Document passage >>
>>>

China angrily rejects Japanese calls for dialogue
Japan points to first World War rivalry between Britain and Germany as warning
Japan’s prime minister Shinzo Abe: Ties with China have suffered over his December visit to the Yasukuni Shrine, which honours war criminals alongside the war dead. Photograph: Yuya Shino/Reuters
Relations between Japan and China continue to deteriorate after Beijing responded angrily to prime minister Shinzo Abe’s evocation of the rivalry between Britain and Germany before the first World War and his call for talks.
Mr Abe told a group of editors at the World Economic Forum in Davos that Germany and Britain went to war despite their strong economic ties, and said Japan and China must do everything to avoid a similar fate.
China angrily rejected calls for dialogue, saying they lacked sincerity, and using strong rhetoric to attack the Japanese stance. “We have repeatedly stated our position on this. The Japanese leader should not dream of having empty talks while refusing to acknowledge his mistakes and continuing to make negative remarks on China,” Chinese foreign ministry spokesman Qin Gang told a regular press briefing.
Sino-Japanese ties have long suffered from what Beijing sees as Japan’s failure to atone for brutal occupation of parts of China in the 1930s and 1940s. But relations have worsened in the past few years over a long-running dispute over a string of East China Sea islets that both countries claim, known as the Diaoyu in Chinese and the Senkaku in Japanese. China declared an air defence zone in the East China Sea in November.
Ties have also suffered over Mr Abe’s December visit to the Yasukuni Shrine, which honours war criminals alongside the war dead.

<<<

[Referring expression pointing data]
>>>

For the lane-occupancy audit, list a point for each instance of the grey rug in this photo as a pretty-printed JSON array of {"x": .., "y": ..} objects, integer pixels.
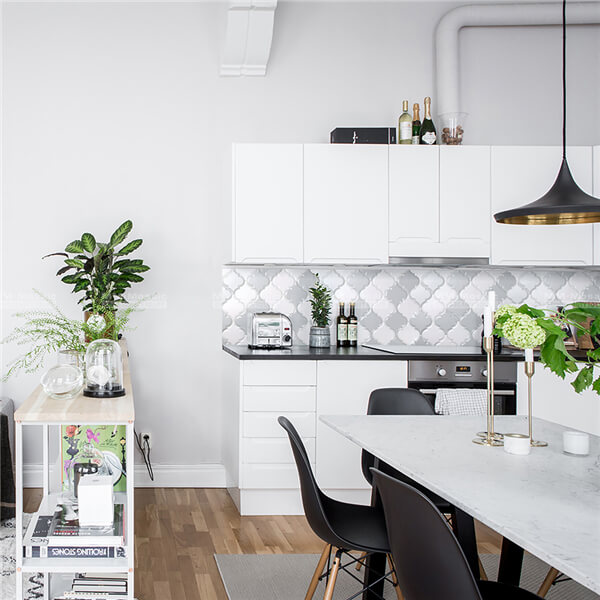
[
  {"x": 33, "y": 584},
  {"x": 277, "y": 576}
]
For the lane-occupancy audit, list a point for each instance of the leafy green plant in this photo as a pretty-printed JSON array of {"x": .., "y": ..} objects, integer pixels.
[
  {"x": 526, "y": 327},
  {"x": 46, "y": 332},
  {"x": 320, "y": 303},
  {"x": 98, "y": 270}
]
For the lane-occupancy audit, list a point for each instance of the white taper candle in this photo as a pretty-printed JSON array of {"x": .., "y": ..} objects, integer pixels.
[{"x": 487, "y": 322}]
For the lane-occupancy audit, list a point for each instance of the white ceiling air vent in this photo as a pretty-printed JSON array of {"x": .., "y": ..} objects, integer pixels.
[{"x": 248, "y": 38}]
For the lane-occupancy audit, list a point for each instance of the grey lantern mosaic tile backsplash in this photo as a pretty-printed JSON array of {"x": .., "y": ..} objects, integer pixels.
[{"x": 398, "y": 305}]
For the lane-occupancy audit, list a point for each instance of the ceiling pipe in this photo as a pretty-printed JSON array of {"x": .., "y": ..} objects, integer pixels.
[{"x": 493, "y": 15}]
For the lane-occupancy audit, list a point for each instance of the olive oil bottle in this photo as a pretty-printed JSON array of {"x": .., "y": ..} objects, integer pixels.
[
  {"x": 342, "y": 328},
  {"x": 405, "y": 125},
  {"x": 352, "y": 327}
]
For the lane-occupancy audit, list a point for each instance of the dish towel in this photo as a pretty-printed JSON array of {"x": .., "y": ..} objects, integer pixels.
[{"x": 460, "y": 401}]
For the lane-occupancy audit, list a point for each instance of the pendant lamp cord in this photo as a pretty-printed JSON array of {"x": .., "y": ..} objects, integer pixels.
[{"x": 564, "y": 79}]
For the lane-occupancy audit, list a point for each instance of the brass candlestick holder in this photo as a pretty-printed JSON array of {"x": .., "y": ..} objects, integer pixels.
[
  {"x": 489, "y": 437},
  {"x": 529, "y": 371}
]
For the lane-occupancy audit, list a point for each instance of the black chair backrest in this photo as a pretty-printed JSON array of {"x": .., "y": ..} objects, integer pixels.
[
  {"x": 393, "y": 401},
  {"x": 313, "y": 499},
  {"x": 428, "y": 559}
]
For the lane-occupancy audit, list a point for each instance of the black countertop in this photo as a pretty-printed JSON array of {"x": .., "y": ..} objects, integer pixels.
[{"x": 360, "y": 353}]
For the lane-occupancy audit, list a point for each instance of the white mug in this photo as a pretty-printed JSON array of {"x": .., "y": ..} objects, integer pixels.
[
  {"x": 576, "y": 442},
  {"x": 517, "y": 443}
]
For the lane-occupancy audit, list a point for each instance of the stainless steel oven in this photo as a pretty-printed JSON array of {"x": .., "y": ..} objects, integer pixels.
[{"x": 430, "y": 374}]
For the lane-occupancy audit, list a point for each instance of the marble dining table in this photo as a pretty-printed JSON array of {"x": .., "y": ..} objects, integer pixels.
[{"x": 547, "y": 502}]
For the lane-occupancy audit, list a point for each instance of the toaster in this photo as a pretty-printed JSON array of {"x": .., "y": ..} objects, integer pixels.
[{"x": 270, "y": 330}]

<<<

Task set >>
(a) Retype the Japan–China relations article word for word, beginning at the words "China angrily rejected" and stopping after "regular press briefing.".
(b) Write what comes next in the article on Japan–China relations, picking up after its final sentence.

Your responses >>
(a)
China angrily rejected calls for dialogue, saying they lacked sincerity, and using strong rhetoric to attack the Japanese stance. “We have repeatedly stated our position on this. The Japanese leader should not dream of having empty talks while refusing to acknowledge his mistakes and continuing to make negative remarks on China,” Chinese foreign ministry spokesman Qin Gang told a regular press briefing.

(b)
“If the Japanese leader was the descendant of the victims of World War II, or of the people forced to be wartime labourers and sex slaves, or of victims of bacteriological tests conducted by Japan’s No 731 unit on live humans in China from the 1930s throughout World War II, would he still visit the Yasukuni Shrine?” Qin said of the visit.
World’s largest ship
This week, China said it was planning to build the world’s largest surveillance ship, with a full displacement of 10,000 tonnes. If the giant ship is built, China will surpass Japan to possess the world’s largest marine vessel.
China has also started issuing warnings to foreign military planes entering its self-declared air defence zone over the East China Sea.
Air force spokesman Shen Jinke said multiple types of Chinese planes recently conducted a long-range patrol inside the sweeping zone.
He said the Chinese planes identified a number of foreign military aircraft, flew alongside them and issued warnings to them. He didn’t identify the planes or say when the patrol was conducted.